## [TUJUAN TUGAS]
Salin tanpa perubahan bagian teks tentang pengeboman hotel di Mega Kuningan yang diawali dengan kata-kata yang memuat "Apa Dibalik Bom" dan diakhiri dengan "setelah peledakan terjadi.".

**** KUTIPAN TEKS

Senin, 20 Juli 2009

Apa Dibalik Bom Marriott Dan Ritz Carlton

Pengeboman Hotel JW Marriott dan Ritz Carlton di Mega Kuningan pada Jumat (17/7) adalah ulah dari teroris kelompok militan. Pelakunya diperkirakan lebih dari empat orang, dua orang menginap di Hotel Marriott, sisanya bergantian menyuplai bahan bom. Polisi menyampaikan data salah satu pelaku yang bernama Nurdin Azis itu check in sejak tanggal 15 Juli 2009 dikamar 1808. Polisi juga menemukan satu bom aktif dengan jenis yang sama di kamar tersebut. Bom berhasil diurai dan dijinakkan oleh tim Gegana Polri sekitar satu setengah jam setelah peledakan terjadi.

********
**** DAFTAR CATATAN

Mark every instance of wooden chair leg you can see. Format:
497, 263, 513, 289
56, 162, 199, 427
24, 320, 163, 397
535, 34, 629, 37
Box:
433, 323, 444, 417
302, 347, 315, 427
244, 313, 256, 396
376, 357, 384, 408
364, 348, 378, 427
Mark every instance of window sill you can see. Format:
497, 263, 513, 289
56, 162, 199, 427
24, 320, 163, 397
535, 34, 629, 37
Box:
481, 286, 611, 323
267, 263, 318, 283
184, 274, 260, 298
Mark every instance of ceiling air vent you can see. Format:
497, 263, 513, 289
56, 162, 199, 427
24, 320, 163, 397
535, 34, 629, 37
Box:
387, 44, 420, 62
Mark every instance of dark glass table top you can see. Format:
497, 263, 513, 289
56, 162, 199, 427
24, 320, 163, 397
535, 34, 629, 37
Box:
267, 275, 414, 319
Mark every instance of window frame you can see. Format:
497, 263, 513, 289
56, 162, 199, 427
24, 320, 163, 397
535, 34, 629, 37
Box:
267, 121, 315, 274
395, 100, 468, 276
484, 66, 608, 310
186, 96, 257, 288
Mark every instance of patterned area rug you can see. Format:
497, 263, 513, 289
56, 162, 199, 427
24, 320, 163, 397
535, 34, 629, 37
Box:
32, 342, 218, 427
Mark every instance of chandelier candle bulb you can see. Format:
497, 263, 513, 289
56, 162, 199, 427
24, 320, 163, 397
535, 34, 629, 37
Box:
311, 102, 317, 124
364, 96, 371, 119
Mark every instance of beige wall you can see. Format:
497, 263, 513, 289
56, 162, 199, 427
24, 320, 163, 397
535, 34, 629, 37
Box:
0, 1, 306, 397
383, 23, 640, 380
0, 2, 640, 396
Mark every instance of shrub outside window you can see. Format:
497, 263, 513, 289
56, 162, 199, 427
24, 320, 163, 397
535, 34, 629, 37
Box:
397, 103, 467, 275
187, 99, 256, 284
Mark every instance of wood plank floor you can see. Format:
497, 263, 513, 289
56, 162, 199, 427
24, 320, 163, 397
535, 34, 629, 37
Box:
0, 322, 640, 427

********

## [JAWABAN TUGAS]
Apa Dibalik Bom Marriott Dan Ritz Carlton

Pengeboman Hotel JW Marriott dan Ritz Carlton di Mega Kuningan pada Jumat (17/7) adalah ulah dari teroris kelompok militan. Pelakunya diperkirakan lebih dari empat orang, dua orang menginap di Hotel Marriott, sisanya bergantian menyuplai bahan bom. Polisi menyampaikan data salah satu pelaku yang bernama Nurdin Azis itu check in sejak tanggal 15 Juli 2009 dikamar 1808. Polisi juga menemukan satu bom aktif dengan jenis yang sama di kamar tersebut. Bom berhasil diurai dan dijinakkan oleh tim Gegana Polri sekitar satu setengah jam setelah peledakan terjadi.